◆ Your task ◆
Which lines to output? The line containing "single space apart" and every line after it in the data below, each copied exactly.

+++

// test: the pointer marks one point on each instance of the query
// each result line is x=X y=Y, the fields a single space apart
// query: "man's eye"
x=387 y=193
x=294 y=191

+++

◆ Answer box ◆
// each result line is x=X y=Y, the fields a single space apart
// query: "man's eye"
x=387 y=193
x=294 y=191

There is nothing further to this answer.